Problem:
Each record below should be output verbatim, without pictures.

----

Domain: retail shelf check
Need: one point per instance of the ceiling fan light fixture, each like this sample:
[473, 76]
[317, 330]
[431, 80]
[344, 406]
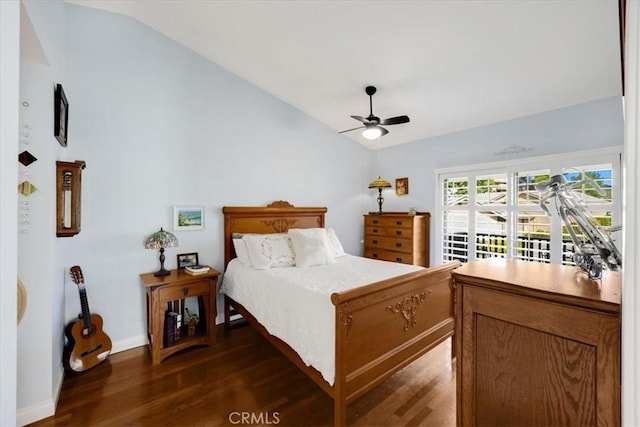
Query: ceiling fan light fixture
[372, 132]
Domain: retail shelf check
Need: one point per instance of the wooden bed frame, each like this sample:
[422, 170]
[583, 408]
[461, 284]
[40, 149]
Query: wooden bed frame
[380, 328]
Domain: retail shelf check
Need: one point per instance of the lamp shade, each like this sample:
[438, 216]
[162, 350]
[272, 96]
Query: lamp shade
[161, 239]
[379, 183]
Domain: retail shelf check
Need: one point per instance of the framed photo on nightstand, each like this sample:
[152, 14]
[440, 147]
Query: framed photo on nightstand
[186, 260]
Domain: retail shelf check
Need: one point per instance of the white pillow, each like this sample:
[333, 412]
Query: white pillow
[270, 250]
[242, 253]
[311, 246]
[335, 244]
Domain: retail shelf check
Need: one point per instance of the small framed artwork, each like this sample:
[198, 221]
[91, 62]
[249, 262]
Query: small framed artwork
[60, 115]
[188, 218]
[186, 260]
[402, 186]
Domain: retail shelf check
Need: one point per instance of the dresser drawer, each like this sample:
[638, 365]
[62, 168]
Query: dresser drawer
[388, 221]
[176, 292]
[389, 243]
[383, 255]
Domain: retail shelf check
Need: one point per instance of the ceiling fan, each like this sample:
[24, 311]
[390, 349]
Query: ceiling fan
[373, 125]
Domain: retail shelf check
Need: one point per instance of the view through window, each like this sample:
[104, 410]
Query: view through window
[495, 211]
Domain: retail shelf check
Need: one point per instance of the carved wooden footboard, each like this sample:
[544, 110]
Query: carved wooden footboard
[380, 328]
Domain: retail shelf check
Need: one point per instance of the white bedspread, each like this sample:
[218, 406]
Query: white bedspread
[294, 304]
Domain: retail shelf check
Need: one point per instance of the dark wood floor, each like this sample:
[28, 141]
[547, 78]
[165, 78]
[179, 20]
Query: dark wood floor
[243, 375]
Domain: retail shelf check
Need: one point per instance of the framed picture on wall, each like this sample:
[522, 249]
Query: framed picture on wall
[188, 218]
[402, 186]
[60, 115]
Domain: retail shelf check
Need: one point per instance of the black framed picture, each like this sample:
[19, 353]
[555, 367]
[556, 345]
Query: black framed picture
[186, 260]
[60, 115]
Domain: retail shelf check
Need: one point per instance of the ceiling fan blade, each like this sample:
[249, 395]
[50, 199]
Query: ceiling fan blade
[394, 120]
[349, 130]
[361, 119]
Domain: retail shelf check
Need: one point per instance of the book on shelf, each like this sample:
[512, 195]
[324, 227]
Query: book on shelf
[171, 331]
[196, 269]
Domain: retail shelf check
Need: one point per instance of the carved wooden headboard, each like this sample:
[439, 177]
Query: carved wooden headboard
[277, 217]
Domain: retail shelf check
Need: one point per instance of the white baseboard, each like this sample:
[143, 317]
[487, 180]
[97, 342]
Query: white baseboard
[35, 412]
[44, 409]
[129, 343]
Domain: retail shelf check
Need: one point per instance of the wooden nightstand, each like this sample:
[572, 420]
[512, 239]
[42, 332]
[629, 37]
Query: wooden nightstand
[168, 294]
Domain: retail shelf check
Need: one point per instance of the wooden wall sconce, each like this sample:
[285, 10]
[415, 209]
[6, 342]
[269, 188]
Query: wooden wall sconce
[68, 191]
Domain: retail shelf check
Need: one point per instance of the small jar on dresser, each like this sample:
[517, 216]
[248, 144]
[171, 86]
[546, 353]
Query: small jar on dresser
[397, 237]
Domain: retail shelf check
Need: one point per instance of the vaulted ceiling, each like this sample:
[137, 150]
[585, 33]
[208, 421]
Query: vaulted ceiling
[448, 65]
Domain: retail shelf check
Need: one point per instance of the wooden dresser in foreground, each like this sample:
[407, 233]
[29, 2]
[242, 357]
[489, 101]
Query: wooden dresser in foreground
[168, 294]
[397, 237]
[537, 344]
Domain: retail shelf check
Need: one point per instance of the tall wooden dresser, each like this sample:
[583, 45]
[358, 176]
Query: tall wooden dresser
[536, 344]
[397, 237]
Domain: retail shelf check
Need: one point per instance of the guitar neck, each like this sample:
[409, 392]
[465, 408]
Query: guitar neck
[84, 303]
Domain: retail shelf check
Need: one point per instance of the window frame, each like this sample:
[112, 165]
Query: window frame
[556, 164]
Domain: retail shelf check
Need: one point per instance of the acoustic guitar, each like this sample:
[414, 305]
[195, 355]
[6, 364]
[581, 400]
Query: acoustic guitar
[88, 344]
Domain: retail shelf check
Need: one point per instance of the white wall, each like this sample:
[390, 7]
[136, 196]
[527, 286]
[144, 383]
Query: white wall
[9, 83]
[581, 127]
[160, 126]
[631, 218]
[40, 334]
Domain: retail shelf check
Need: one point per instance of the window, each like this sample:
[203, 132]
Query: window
[494, 210]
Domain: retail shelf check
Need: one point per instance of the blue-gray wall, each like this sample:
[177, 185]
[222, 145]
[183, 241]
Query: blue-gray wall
[160, 126]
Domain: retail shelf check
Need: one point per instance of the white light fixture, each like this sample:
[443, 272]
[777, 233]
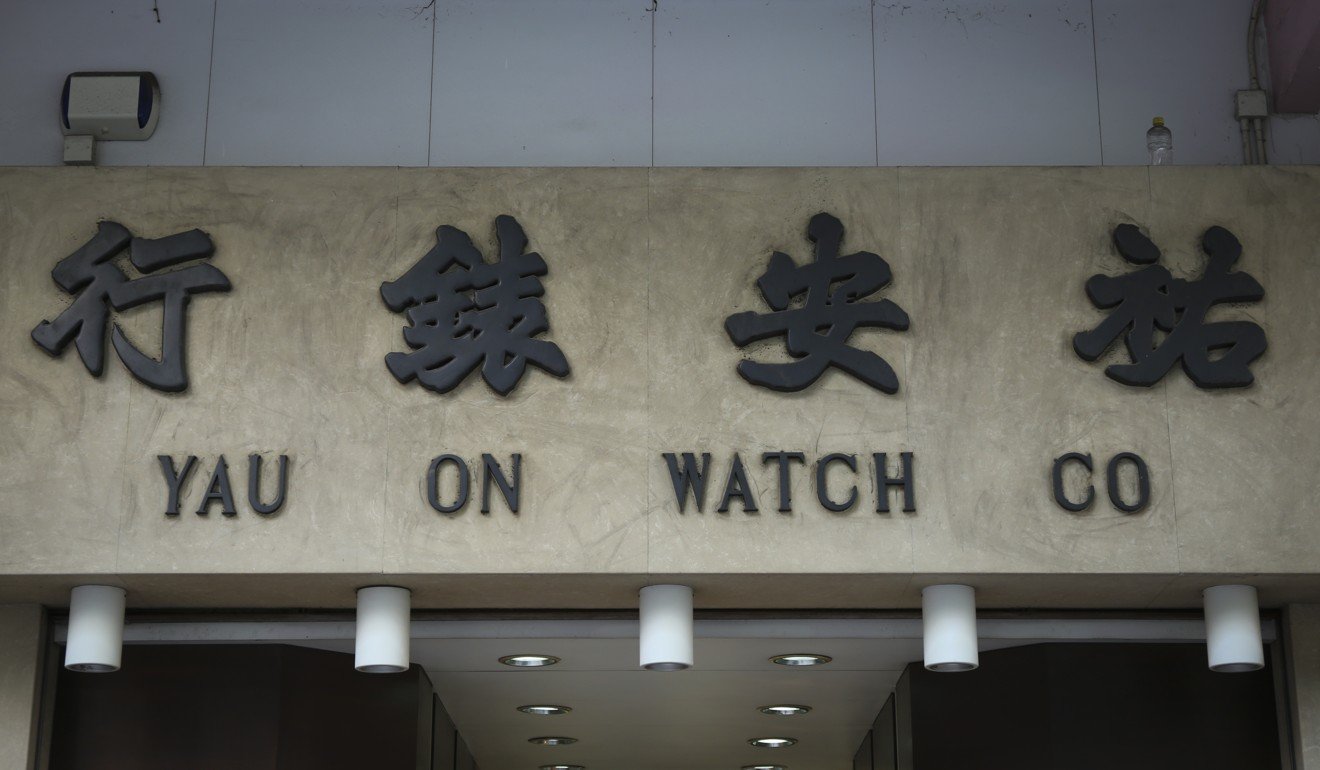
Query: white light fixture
[800, 659]
[665, 628]
[784, 711]
[95, 629]
[528, 661]
[383, 629]
[1233, 629]
[949, 628]
[545, 711]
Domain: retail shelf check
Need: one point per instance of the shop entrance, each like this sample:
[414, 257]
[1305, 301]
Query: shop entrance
[283, 695]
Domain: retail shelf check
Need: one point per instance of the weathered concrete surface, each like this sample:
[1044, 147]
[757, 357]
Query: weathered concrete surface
[1302, 626]
[21, 638]
[643, 268]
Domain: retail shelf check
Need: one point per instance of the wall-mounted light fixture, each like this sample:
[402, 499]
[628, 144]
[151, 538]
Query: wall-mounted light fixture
[949, 628]
[95, 629]
[383, 629]
[665, 628]
[1233, 629]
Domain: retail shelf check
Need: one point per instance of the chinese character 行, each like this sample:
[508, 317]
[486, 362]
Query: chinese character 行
[816, 329]
[100, 287]
[1213, 354]
[465, 312]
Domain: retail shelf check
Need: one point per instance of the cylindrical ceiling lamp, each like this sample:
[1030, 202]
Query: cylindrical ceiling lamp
[383, 629]
[949, 628]
[665, 628]
[1233, 629]
[95, 629]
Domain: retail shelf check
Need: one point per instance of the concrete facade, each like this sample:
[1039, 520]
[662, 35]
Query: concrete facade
[644, 264]
[1303, 638]
[23, 635]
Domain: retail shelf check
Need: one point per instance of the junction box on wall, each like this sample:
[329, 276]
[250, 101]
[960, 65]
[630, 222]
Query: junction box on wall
[106, 106]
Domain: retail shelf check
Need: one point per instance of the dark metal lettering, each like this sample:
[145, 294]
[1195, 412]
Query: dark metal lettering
[100, 287]
[465, 312]
[1143, 482]
[255, 485]
[689, 477]
[786, 482]
[1057, 478]
[1163, 320]
[737, 486]
[883, 481]
[433, 484]
[821, 478]
[174, 481]
[816, 332]
[510, 489]
[218, 490]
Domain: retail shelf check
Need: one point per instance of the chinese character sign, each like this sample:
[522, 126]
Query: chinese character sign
[816, 308]
[1163, 320]
[99, 287]
[465, 312]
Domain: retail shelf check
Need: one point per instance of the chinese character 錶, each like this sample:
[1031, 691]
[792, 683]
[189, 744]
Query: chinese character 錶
[1213, 354]
[465, 312]
[816, 329]
[100, 287]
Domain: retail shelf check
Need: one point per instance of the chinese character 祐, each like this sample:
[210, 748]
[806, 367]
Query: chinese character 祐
[1213, 354]
[816, 328]
[465, 312]
[100, 287]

----

Solution to this exercise:
Domain: retail shelf check
Need: one point per instance of the ceiling fan light fixture, each like this sample:
[473, 76]
[317, 330]
[431, 80]
[344, 406]
Query: ceiling fan light fixture
[372, 132]
Domain: retail shelf check
Need: one point per instance of the wooden bed frame, each like this sample:
[422, 170]
[583, 408]
[461, 284]
[40, 149]
Query: wooden bed frame
[380, 328]
Domain: retail shelf check
Need: one point per instance of the lamp shade, each like this sample:
[438, 216]
[162, 350]
[272, 96]
Query: lamp shade
[161, 239]
[379, 183]
Domain: retail shelf check
Need: one point per instance of the framed photo on nightstand, each like this sample:
[152, 14]
[440, 147]
Query: framed photo on nightstand
[186, 260]
Domain: retail shelf check
Need: one point per instance of the white pillow, each like this sample:
[333, 412]
Query: white pillow
[270, 250]
[242, 253]
[311, 246]
[335, 244]
Domain: retail shelf check
Need: one point per instance of the small framed artwork, each like this sample:
[198, 221]
[91, 62]
[249, 262]
Query: small framed artwork
[60, 115]
[188, 218]
[186, 260]
[402, 186]
Domain: retail shelf check
Need: one point per instance of the dresser drawer, each like this sample:
[638, 365]
[62, 168]
Query: dresser drawer
[388, 221]
[176, 292]
[389, 243]
[383, 255]
Domain: retail shelf check
Need: one point per instance of the ceiling fan, each like this sample:
[24, 311]
[390, 349]
Query: ceiling fan
[373, 125]
Domain: retail shelf check
Need: one point per instance of the view through window, each like this sample:
[104, 410]
Query: view through window
[495, 211]
Domain: retail shelf check
Need: one point per instance of the carved wooden footboard, each like this sample:
[544, 110]
Query: carved wooden footboard
[380, 328]
Domain: retail shelf check
Need: one point per instance of the white bedspread, each like this sample:
[218, 406]
Query: white bedspread
[294, 304]
Domain: retail shelf check
Need: one point per instance of the dark wood floor, each like this sample:
[28, 141]
[547, 78]
[165, 78]
[179, 20]
Query: dark wood floor
[243, 375]
Domain: retail shelf check
Need: one point per instance of the framed picture on wall, each like this sample:
[522, 249]
Query: framed picture on wall
[188, 218]
[402, 186]
[60, 115]
Domain: retail shelf check
Need: one point per instance of the black framed picture, each like this sample:
[19, 353]
[555, 367]
[556, 345]
Query: black framed picture
[186, 260]
[60, 115]
Domain: retail shelf check
Need: one point per instance of the ceiling fan blade, each like this sample:
[249, 395]
[50, 199]
Query: ceiling fan blade
[394, 120]
[349, 130]
[361, 119]
Domain: retail shelf check
Need: one point per instance of the book on shelf, each like this sample:
[512, 195]
[324, 227]
Query: book on shelf
[171, 331]
[196, 269]
Domain: retail shelf check
Need: one point per instance of the carved wooden headboard, each like this sample:
[439, 177]
Query: carved wooden headboard
[277, 217]
Domain: retail shelf check
Need: one point per instance of the white baseboard, each like this sample:
[143, 317]
[487, 180]
[97, 342]
Query: white baseboard
[35, 412]
[44, 409]
[129, 343]
Domain: retail shelf check
Need: one point per instance of the wooden nightstand, each like this sample:
[572, 420]
[512, 239]
[42, 332]
[629, 37]
Query: wooden nightstand
[168, 294]
Domain: retail shelf check
Need: one point per instance of the wooden wall sconce, each like this sample:
[285, 10]
[415, 209]
[6, 342]
[269, 188]
Query: wooden wall sconce
[68, 191]
Domain: retail shelf check
Need: one point per instance of the small jar on dresser, each like this sample:
[517, 216]
[248, 144]
[171, 86]
[546, 353]
Query: small jar on dresser
[397, 237]
Domain: retail shelf check
Need: one point per instance of the vaulted ceiling, each like this sample:
[137, 150]
[585, 33]
[208, 421]
Query: vaulted ceiling
[448, 65]
Domain: retail shelf check
Need: one point per instance of the wooden dresser in foreground, each like this sample:
[407, 233]
[29, 2]
[242, 357]
[489, 101]
Query: wooden dresser in foreground
[168, 294]
[397, 237]
[537, 344]
Domain: retail shelf check
Need: one point per instance of the tall wooden dresser, each like this sample:
[583, 45]
[358, 176]
Query: tall wooden dresser
[536, 344]
[397, 237]
Domain: retail shelf check
Need: one point per instance of the guitar neck, each like this sample:
[409, 392]
[465, 408]
Query: guitar neck
[84, 303]
Domain: retail shelf check
Need: one point per instance of the window frame, each like this sample:
[112, 165]
Query: window frame
[556, 164]
Domain: retail shelf check
Need: one point per instance of the acoustic guitar, each like this sample:
[414, 305]
[195, 355]
[6, 364]
[581, 400]
Query: acoustic guitar
[88, 344]
Domain: retail shelf check
Need: one point per instance of the white wall, each like this sample:
[390, 7]
[136, 196]
[527, 286]
[144, 383]
Query: white wall
[9, 83]
[581, 127]
[160, 126]
[631, 218]
[40, 334]
Domain: retail shelf check
Need: one point per instance of the window, each like this sample:
[203, 132]
Query: window
[494, 210]
Domain: retail shelf check
Need: one point per instance of the blue-gray wall, each like this sample:
[177, 185]
[222, 145]
[183, 241]
Query: blue-gray wall
[160, 126]
Domain: retail shelf check
Need: one point per instance of the white light fixture, each like this sample:
[443, 272]
[777, 233]
Query: white light fixture
[800, 659]
[665, 628]
[784, 711]
[95, 629]
[528, 661]
[383, 629]
[1233, 629]
[949, 628]
[545, 711]
Domain: retail shelf check
Need: one point per instance of the shop entrance, each like this sample:
[414, 257]
[1305, 301]
Query: shop entrance
[283, 695]
Domain: retail shelf check
Need: one point per instance of the weathered concrete surface, each like this sample:
[1044, 147]
[757, 357]
Query: weathered concrete surface
[1302, 626]
[21, 638]
[643, 268]
Domain: retail shelf check
Need: one point per instance of the wall-mounted light fixture, each like this sample:
[402, 499]
[628, 144]
[151, 538]
Query: wall-mounted light fixture
[949, 628]
[95, 629]
[383, 629]
[665, 628]
[1233, 629]
Domain: retail shelf check
Need: one point per instance of the chinese character 行, each like this sample:
[508, 317]
[486, 362]
Query: chinese character 行
[816, 329]
[100, 287]
[1213, 354]
[465, 312]
Domain: retail shelf check
Need: one point per instance of the cylindrical ceiling lamp, each like this sample:
[1030, 202]
Query: cylindrical ceiling lamp
[383, 629]
[949, 628]
[665, 628]
[1233, 629]
[95, 629]
Domain: retail shelf check
Need: one point per instance of the concrete facade, each like this sample:
[1039, 520]
[662, 35]
Query: concrete facade
[644, 264]
[1303, 638]
[23, 635]
Domain: retail shelf check
Need: one point per instance of the junction box on wall, each like this sample:
[329, 276]
[250, 101]
[960, 65]
[630, 222]
Query: junction box on wall
[106, 106]
Domain: retail shelf check
Need: one point per instance of the dark metal lettering, each like this sample:
[145, 294]
[1195, 412]
Query: dark metal lettering
[100, 287]
[465, 312]
[1143, 482]
[255, 485]
[689, 477]
[786, 482]
[1057, 478]
[1163, 320]
[737, 486]
[883, 481]
[433, 484]
[821, 478]
[174, 481]
[816, 332]
[510, 489]
[218, 490]
Domain: retail shelf check
Need: one point per instance of the chinese character sign, each like this sample:
[522, 126]
Query: chinese character sign
[816, 308]
[1163, 320]
[99, 287]
[465, 312]
Domain: retail shelf check
Need: one point per instance of the chinese character 錶, each like this sample:
[1031, 691]
[792, 683]
[189, 744]
Query: chinese character 錶
[1213, 354]
[465, 312]
[816, 329]
[100, 287]
Domain: retail shelf check
Need: one point per instance of the chinese character 祐, each like this sample:
[210, 748]
[806, 367]
Query: chinese character 祐
[1213, 354]
[816, 328]
[465, 312]
[100, 287]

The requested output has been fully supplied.